US independent refiners get some breathing room, but long-term outlook bleak

Near-term prospects are turning around for the US independent refining sector. That?s the good news. The bad news is that, for the long term, this will still remain an especially tough business to make much money in. Accordingly, market and other, external pressures will increasingly propel US independent refiners into further consolidation?and even that won?t help things much.
Dec. 3, 1999
6 min read

Near-term prospects are turning around for the US independent refining sector.

That's the good news. The bad news is that, for the long term, this will still remain an especially tough business to make much money in. Accordingly, market and other, external pressures will increasingly propel US independent refiners into further consolidation-and even that won't help things much.

In a new credit risk rating analysis, Moody's Investor Service notes that US independent refiner-marketers continue to be plagued by high costs, excess capacity, intense competition, margin volatility, and cyclical peaks in refining margins that are of relatively short duration.

When these factors are combined with increasingly stringent environmental regulation, it is easy to see why the US independent downstream sector has experienced such poor returns on investment during the past decade.

"Looking ahead," said Moody's, "we believe independent refiners will continue to face the difficult challenge of improving returns while maintaining sufficient financial flexibility to weather cyclical troughs."

STATED EXERCISE A —
Convert the records into a Markdown table with the columns Row and Line, one row per line, leaving out blank lines. Begin at the line that has "Target: stone wall" and stop after the final line of the records.
The article on refiners and the records are unrelated to each other.

SUPPLIED INFORMATION —

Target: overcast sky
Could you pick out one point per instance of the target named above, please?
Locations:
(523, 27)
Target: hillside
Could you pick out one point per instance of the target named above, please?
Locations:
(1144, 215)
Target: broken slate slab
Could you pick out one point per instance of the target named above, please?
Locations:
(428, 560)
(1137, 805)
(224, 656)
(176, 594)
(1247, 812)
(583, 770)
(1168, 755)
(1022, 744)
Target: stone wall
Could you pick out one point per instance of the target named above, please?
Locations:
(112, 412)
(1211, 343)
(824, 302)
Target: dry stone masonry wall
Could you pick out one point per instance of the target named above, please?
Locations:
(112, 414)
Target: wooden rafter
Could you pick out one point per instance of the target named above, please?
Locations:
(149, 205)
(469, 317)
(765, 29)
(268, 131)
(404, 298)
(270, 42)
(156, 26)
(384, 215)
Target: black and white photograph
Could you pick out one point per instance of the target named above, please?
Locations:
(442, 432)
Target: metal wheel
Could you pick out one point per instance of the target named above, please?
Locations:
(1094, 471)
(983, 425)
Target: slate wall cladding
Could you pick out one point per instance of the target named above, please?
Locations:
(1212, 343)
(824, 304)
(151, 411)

STATED EXERCISE B —
Carry on the article about US independent refiners from the point where it stops.

EXERCISE RESULT A —
| Row | Line |
|---|---|
| 1 | Target: stone wall |
| 2 | Could you pick out one point per instance of the target named above, please? |
| 3 | Locations: |
| 4 | (112, 412) |
| 5 | (1211, 343) |
| 6 | (824, 302) |
| 7 | Target: dry stone masonry wall |
| 8 | Could you pick out one point per instance of the target named above, please? |
| 9 | Locations: |
| 10 | (112, 414) |
| 11 | Target: wooden rafter |
| 12 | Could you pick out one point per instance of the target named above, please? |
| 13 | Locations: |
| 14 | (149, 205) |
| 15 | (469, 317) |
| 16 | (765, 29) |
| 17 | (268, 131) |
| 18 | (404, 298) |
| 19 | (270, 42) |
| 20 | (156, 26) |
| 21 | (384, 215) |
| 22 | Target: black and white photograph |
| 23 | Could you pick out one point per instance of the target named above, please? |
| 24 | Locations: |
| 25 | (442, 432) |
| 26 | Target: metal wheel |
| 27 | Could you pick out one point per instance of the target named above, please? |
| 28 | Locations: |
| 29 | (1094, 471) |
| 30 | (983, 425) |
| 31 | Target: slate wall cladding |
| 32 | Could you pick out one point per instance of the target named above, please? |
| 33 | Locations: |
| 34 | (1212, 343) |
| 35 | (824, 304) |
| 36 | (151, 411) |

EXERCISE RESULT B —
Refining margins started to take a steep dive beginning in late 1998 and lasting through first-half 1999, when the warmer-than-normal winter weather combined with the Asian economic collapse squeezed demand. That circumstance was exacerbated by the stunning drop in crude oil prices, which prompted many refiners to push as much crude through stills as possible in expectations that oil prices would rebound. This swelled even further the glut of gasoline and distillate on the market that was created by flagging demand. The ensuing plunge in margins forced many refiners to take noncash inventory writedowns in response to low product prices as well as low crude oil prices. Of course, as always, the West Coast was the exception to market trends elsewhere during this time, when a string of refinery outages linked to refinery accidents buoyed product prices and margins.

The more-complex refiners among the independents have seen the worst of it during this downturn, as the decline in the heavy crude oil supplies (the result of output cuts by key OPEC and non-OPEC producers such as Mexico and Venezuela in tandem with reduced capital spending in the heavy oil strongholds of Canada and California) caused the differential between light and heavy crude prices to narrow.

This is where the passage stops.